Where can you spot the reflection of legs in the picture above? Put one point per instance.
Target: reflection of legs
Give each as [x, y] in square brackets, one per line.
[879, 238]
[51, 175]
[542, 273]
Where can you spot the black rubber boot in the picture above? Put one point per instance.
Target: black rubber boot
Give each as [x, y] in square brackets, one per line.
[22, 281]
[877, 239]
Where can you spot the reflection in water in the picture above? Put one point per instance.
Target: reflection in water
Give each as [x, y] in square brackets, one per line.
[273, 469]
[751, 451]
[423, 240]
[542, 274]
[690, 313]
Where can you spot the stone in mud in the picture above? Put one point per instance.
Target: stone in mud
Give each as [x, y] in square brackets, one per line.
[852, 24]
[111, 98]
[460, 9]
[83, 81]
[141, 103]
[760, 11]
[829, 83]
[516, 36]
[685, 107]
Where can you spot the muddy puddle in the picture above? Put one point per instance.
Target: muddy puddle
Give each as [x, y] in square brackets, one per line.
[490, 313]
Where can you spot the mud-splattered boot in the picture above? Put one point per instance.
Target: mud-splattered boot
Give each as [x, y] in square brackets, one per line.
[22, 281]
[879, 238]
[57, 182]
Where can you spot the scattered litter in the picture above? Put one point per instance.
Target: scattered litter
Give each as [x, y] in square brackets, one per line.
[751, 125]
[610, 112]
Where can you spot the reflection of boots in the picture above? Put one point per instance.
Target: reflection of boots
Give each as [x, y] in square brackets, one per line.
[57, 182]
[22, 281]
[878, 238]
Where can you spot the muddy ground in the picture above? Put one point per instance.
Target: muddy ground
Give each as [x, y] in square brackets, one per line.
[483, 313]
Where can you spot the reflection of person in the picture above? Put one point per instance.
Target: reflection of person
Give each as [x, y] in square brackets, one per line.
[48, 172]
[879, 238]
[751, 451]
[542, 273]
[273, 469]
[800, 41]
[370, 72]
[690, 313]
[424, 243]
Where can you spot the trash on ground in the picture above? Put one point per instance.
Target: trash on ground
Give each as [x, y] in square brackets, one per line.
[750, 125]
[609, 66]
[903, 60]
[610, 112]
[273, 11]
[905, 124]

- WHAT YOU NEED TO DO: Output the lines above verbatim and in full.

- REPLY:
Where can you spot the reflection of legs in the picture above? Put one point per instance.
Target: reflection of legs
Give each as [x, y] in square brackets, one per line.
[879, 238]
[51, 175]
[542, 273]
Where can you spot the black rubber boot in the picture above? Put one point per instance.
Target: black rubber boot
Give each as [x, y] in square brackets, one per line.
[22, 281]
[877, 239]
Where can you spot the reflection in water in the picture above? Put one point per instance.
Target: reflection in water
Give each as [x, y] in square brackets, one per line.
[273, 469]
[751, 451]
[423, 240]
[542, 274]
[690, 313]
Where can you spot the stone in mud in the picture above? Put one point per instance.
Target: stone in mud
Give each as [x, y] in square brackets, one per line.
[852, 24]
[111, 98]
[460, 9]
[83, 81]
[141, 103]
[760, 11]
[829, 83]
[516, 36]
[685, 107]
Where can you spot the muddy puddle in the picture above? Put one point per instance.
Target: muddy puddle
Give each as [x, y] in square brackets, one per line.
[490, 313]
Where can you spot the mud-splattered boot in the picture above? Put one point per instance.
Target: mud-splattered boot
Give each as [x, y] in square brackets, one per line.
[22, 281]
[879, 238]
[57, 182]
Where can you spot the scattered litter in the picture above? Put one point per instance.
Target: scattered litter
Give each as [x, y] in square brackets, one per line.
[751, 125]
[610, 112]
Where can you spot the reflection of boots in the picture above? Put one point per instance.
Target: reflection of boots
Give each as [x, y] in square brackets, one per line.
[57, 182]
[22, 281]
[878, 238]
Where can you spot the muddy ground in the picture above? Put one point per instance.
Target: muddy ground
Give each as [x, y] in square brackets, one per line.
[483, 313]
Where can you spot the reflection of person in the picture above? Put one point per instance.
Target: reflection of person
Give each as [x, y] in square brackets, one per line.
[48, 172]
[879, 238]
[751, 451]
[542, 273]
[273, 469]
[800, 41]
[370, 72]
[690, 313]
[424, 243]
Where can you spot the trash on ground in the picture above? Put one point per instance.
Target: trash on ground
Give each as [x, y] in square brackets, one per line.
[750, 125]
[609, 66]
[903, 60]
[610, 112]
[273, 11]
[905, 124]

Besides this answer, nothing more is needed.